▶ **Problem description**:
In every one of the lines below, swap "single dot" for "small marker" and leave everything else as it is.

▶ **Supplied records**:
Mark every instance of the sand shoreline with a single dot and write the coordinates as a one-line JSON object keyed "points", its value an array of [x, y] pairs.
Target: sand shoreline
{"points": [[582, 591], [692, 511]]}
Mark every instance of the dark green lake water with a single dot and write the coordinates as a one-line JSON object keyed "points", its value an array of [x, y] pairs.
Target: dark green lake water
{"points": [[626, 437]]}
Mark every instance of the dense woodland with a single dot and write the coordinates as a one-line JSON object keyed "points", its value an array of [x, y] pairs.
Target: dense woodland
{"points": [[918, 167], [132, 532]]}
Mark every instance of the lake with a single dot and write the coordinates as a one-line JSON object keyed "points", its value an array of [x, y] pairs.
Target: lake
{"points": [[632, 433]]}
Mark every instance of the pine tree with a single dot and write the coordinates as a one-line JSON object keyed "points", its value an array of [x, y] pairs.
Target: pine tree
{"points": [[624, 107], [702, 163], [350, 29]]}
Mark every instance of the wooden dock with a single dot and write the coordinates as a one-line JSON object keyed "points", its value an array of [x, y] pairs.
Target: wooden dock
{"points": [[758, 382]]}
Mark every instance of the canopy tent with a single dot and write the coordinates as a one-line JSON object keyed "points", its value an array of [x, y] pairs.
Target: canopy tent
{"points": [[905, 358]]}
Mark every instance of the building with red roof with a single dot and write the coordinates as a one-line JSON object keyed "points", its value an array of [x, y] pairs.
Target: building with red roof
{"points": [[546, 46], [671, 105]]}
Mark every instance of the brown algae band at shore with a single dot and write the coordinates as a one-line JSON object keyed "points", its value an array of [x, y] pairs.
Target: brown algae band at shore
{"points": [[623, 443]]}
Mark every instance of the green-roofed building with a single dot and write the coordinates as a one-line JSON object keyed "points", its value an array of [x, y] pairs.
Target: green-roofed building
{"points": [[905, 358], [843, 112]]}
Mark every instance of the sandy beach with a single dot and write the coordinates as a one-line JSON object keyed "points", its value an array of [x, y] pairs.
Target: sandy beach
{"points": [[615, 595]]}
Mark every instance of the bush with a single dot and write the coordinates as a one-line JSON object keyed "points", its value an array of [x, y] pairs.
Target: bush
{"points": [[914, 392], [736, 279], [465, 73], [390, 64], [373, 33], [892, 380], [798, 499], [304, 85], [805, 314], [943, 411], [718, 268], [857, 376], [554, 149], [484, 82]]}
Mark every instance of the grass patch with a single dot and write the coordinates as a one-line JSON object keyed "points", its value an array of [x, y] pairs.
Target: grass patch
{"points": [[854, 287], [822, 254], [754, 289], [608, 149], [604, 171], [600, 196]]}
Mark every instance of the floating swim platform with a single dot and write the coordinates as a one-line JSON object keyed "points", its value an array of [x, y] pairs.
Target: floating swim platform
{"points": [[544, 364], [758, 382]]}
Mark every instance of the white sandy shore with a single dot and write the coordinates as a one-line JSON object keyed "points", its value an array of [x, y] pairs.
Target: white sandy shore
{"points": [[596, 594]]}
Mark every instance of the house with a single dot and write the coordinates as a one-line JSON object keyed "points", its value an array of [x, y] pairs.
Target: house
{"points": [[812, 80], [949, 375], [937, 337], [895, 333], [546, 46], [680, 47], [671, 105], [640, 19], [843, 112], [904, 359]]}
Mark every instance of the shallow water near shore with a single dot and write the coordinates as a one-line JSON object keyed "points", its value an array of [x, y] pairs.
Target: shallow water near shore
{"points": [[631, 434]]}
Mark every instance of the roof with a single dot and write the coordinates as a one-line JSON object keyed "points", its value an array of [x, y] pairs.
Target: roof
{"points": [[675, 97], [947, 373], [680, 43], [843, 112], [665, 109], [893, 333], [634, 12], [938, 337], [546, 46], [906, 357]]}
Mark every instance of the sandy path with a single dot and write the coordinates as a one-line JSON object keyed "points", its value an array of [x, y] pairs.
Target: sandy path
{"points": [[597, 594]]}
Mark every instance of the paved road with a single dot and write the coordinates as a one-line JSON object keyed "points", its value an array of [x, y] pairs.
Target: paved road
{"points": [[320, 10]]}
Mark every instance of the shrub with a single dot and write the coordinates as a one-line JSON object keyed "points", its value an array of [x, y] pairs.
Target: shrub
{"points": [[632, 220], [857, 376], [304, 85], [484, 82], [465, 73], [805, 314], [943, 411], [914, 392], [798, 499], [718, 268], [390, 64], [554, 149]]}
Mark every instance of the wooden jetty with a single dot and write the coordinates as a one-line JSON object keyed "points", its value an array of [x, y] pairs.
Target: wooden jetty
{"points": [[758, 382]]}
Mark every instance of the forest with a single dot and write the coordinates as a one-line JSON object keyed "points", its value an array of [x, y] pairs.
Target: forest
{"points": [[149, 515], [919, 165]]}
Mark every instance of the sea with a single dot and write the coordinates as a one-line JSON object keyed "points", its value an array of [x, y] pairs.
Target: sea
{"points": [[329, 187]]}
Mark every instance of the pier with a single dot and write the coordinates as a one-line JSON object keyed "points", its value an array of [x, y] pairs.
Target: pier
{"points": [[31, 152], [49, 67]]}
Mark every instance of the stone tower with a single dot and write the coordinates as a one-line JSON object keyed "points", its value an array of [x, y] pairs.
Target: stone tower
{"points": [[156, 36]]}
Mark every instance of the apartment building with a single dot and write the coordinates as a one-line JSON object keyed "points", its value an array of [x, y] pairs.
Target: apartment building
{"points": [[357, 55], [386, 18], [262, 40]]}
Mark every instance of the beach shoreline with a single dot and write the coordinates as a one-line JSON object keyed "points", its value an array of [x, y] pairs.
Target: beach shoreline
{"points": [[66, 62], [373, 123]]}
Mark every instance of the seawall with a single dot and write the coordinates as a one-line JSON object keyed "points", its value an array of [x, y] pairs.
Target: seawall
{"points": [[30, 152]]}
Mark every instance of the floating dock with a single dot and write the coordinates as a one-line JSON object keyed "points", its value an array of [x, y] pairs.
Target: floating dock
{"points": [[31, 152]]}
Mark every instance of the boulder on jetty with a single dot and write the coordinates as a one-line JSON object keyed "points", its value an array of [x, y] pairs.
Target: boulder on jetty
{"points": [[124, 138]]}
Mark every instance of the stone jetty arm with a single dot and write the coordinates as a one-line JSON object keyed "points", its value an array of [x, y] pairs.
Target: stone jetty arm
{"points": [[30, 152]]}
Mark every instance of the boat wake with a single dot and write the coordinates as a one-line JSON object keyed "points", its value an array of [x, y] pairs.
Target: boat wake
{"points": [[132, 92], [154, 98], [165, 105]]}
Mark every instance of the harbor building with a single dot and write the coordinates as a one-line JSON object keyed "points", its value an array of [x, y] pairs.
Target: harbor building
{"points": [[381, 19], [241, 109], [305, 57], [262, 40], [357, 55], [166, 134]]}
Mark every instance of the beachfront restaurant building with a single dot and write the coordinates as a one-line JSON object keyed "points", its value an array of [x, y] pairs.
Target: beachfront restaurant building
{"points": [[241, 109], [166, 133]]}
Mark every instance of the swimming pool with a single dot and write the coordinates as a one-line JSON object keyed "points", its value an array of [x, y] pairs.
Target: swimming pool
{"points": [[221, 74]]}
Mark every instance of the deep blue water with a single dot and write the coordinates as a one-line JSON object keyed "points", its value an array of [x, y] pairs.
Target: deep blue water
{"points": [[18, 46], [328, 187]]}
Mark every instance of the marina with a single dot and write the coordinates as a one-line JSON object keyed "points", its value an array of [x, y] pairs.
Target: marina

▶ **Solution for this task**:
Mark every instance of the sand shoreline with a small marker and write the coordinates as a one-line JSON object keyed "points", its value an array of [x, y] pairs.
Target: sand shoreline
{"points": [[582, 591], [692, 511]]}
Mark every instance of the dark green lake water with a small marker and write the coordinates as a one-line JSON object keyed "points", its value an array of [x, y] pairs.
Target: dark green lake water
{"points": [[626, 437]]}
Mark every instance of the dense woodland with a small marker and write the coordinates as a one-line JSON object keyed "points", its value an array of [x, y] pairs.
Target: dense woodland
{"points": [[918, 167], [132, 532]]}
Mark every instance of the lake with a small marker and write the coordinates as a one-line JSON object keyed "points", its value an array of [x, y] pairs.
Target: lake
{"points": [[632, 433]]}
Mark every instance of the pine tree with a small marker and write the coordinates as a one-line JSON object keyed "points", its value an array of [x, y] pairs.
Target: pine tree
{"points": [[624, 107], [702, 163], [350, 29]]}
Mark every instance of the wooden dock with a small marker and write the coordinates as a one-line JSON object keyed "points", its value an array of [x, y] pairs.
Target: wooden dock
{"points": [[758, 382]]}
Mark every instance of the canopy tent with a small marker and write the coordinates as a one-line JSON object keyed "points", its value an array of [x, y] pairs.
Target: canopy tent
{"points": [[905, 358]]}
Mark every instance of the building with red roof with a small marker and write the coordinates as a one-line JSON object keyed "points", its value an array of [x, y] pairs.
Target: building with red roof
{"points": [[546, 46], [671, 105]]}
Mark every instance of the brown algae band at shore with a small marker and write the coordinates as a one-line JSON object keyed "points", its value an array of [x, y] pairs.
Target: brown algae band at shore
{"points": [[623, 443]]}
Mark every instance of the green-roofed building with a small marker and write the coordinates as a one-line JSON object keyed "points", its value an array of [x, y] pairs.
Target: green-roofed building
{"points": [[905, 358], [843, 112]]}
Mark every instance of the sandy beach with a small marker and write the coordinates as a one-line JSON object keyed "points", its value an array of [x, y] pairs.
Target: sandy beach
{"points": [[615, 595]]}
Mark every instance of the bush with a small marker and write the coordinates as a one-line JSON object keyed "points", its value an array of [x, y] pairs.
Target: bush
{"points": [[914, 392], [736, 279], [465, 73], [390, 64], [373, 33], [892, 380], [798, 499], [304, 85], [805, 314], [943, 411], [718, 268], [857, 376], [554, 149], [484, 82]]}
Mark every instance of the grass patch with a small marker and write the coordinates as a one-line JSON object keyed "points", its value an array of [x, y] pairs.
Target: grass patch
{"points": [[854, 287], [822, 254], [754, 289], [608, 149], [604, 171], [600, 196]]}
Mark every instance of the floating swim platform with a small marker and write the coordinates as a one-line JSON object keyed "points", its value an array of [x, y] pairs.
Target: floating swim platform
{"points": [[544, 364], [758, 382]]}
Mark every instance of the white sandy shore with a small marker and write the coordinates as a one-line JSON object keyed "points", its value an array of [x, y] pairs.
Target: white sandy shore
{"points": [[596, 594]]}
Mark every instance of the house with a small marker and write the coordinates as a one-line JSON object keyed "points", its value an array of [x, y] pairs.
Target: house
{"points": [[812, 80], [949, 375], [937, 337], [895, 333], [546, 46], [680, 47], [671, 105], [640, 19], [843, 112], [904, 359]]}
Mark every instance of the shallow water near shore with a small marker and write the coordinates as a one-line JSON object keyed "points", its value an array of [x, y] pairs.
Target: shallow water near shore
{"points": [[631, 434]]}
Mark every instance of the roof with a small marker and write the coordinates as a one-line JSON object keyed "points", its value an array of [x, y] pairs.
Target: roof
{"points": [[675, 97], [947, 373], [680, 43], [843, 112], [665, 109], [893, 333], [634, 12], [938, 337], [546, 46], [906, 357]]}
Mark every instance of the sandy path with a small marker and write the coordinates as a one-line JSON object keyed "points", its value an array of [x, y] pairs.
Target: sandy path
{"points": [[597, 594]]}
Mark every instance of the paved road with a small marker and write the coordinates as a one-line JSON object keyed "points", its value an array of [x, y] pairs.
Target: paved road
{"points": [[320, 10]]}
Mark every instance of the shrub with a small marker and write the coordinates as a one-line JSON object keyed "points", its value an array of [x, y] pairs.
Target: shrub
{"points": [[632, 220], [857, 376], [304, 85], [484, 82], [465, 73], [805, 314], [943, 411], [914, 392], [798, 499], [718, 268], [390, 64], [554, 149]]}
Mark every instance of the wooden jetty with a small marker and write the coordinates as a one-line JSON object keyed "points", its value an array of [x, y] pairs.
Target: wooden jetty
{"points": [[758, 382]]}
Mark every instance of the forest with a small marker and write the coordinates as a one-line JSON object keyed "points", its value an array of [x, y] pairs.
Target: forest
{"points": [[149, 515], [919, 165]]}
Mark every instance of the sea with a small marker and write the coordinates as a one-line JSON object keyed "points", its value an array of [x, y] pairs.
Target: sea
{"points": [[329, 187]]}
Mark every instance of the pier with a small marker and write the coordinates as a one-line JSON object keyed "points", its value an array of [x, y] pairs.
Target: pier
{"points": [[31, 152], [49, 67]]}
Mark every instance of the stone tower with a small marker and write the coordinates as a one-line JSON object keyed "points", its value an array of [x, y] pairs.
Target: stone tower
{"points": [[156, 36]]}
Mark every instance of the apartment building with a small marker and write the coordinates as a one-line JSON object keyed "points", its value an array of [x, y] pairs.
Target: apartment building
{"points": [[357, 55], [386, 18], [262, 40]]}
Mark every instance of the beach shoreline with a small marker and write the coordinates as a one-line JSON object keyed "points", its value an array of [x, y] pairs.
Target: beach shoreline
{"points": [[66, 62], [373, 123]]}
Mark every instance of the seawall with a small marker and write the coordinates as a one-line JSON object keyed "points", its value an array of [x, y] pairs.
Target: seawall
{"points": [[30, 152]]}
Mark every instance of the floating dock with a small marker and write the coordinates as a one-line JSON object keyed "points", its value an array of [x, y] pairs.
Target: floating dock
{"points": [[31, 152]]}
Mark every instance of the boulder on jetty with a small marker and write the coordinates as a one-line JSON object keyed "points", its value an array of [x, y] pairs.
Target: boulder on jetty
{"points": [[124, 138]]}
Mark every instance of the stone jetty arm with a small marker and write the coordinates as a one-line JSON object keyed "points", its value an array of [x, y] pairs.
Target: stone jetty arm
{"points": [[30, 152]]}
Mark every instance of the boat wake with a small marker and write the coordinates as a one-line JSON object keyed "points", its value an array of [x, y] pairs.
Target: boat wake
{"points": [[132, 92], [154, 98], [165, 105]]}
Mark every instance of the harbor building with a small marker and write the coordinates as a one-line JSON object keyed "points", its value an array of [x, y] pairs.
Target: harbor building
{"points": [[381, 19], [241, 109], [305, 57], [262, 40], [357, 55], [166, 134]]}
Mark every instance of the beachfront restaurant building with a small marker and write the coordinates as a one-line JSON object keyed "points", its value an array of [x, y] pairs.
Target: beachfront restaurant building
{"points": [[241, 109], [166, 133]]}
Mark every instance of the swimming pool with a small marker and write the coordinates as a one-line JSON object keyed "points", its value an array of [x, y] pairs.
Target: swimming pool
{"points": [[221, 74]]}
Mark every instance of the deep blue water with a small marker and write the coordinates as a one-line JSON object keyed "points", its value an array of [x, y] pairs.
Target: deep blue water
{"points": [[18, 46], [328, 187]]}
Mark every instance of the marina with a small marker and write the coordinates as a one-line JSON object keyed "points", its value an array of [x, y] pairs.
Target: marina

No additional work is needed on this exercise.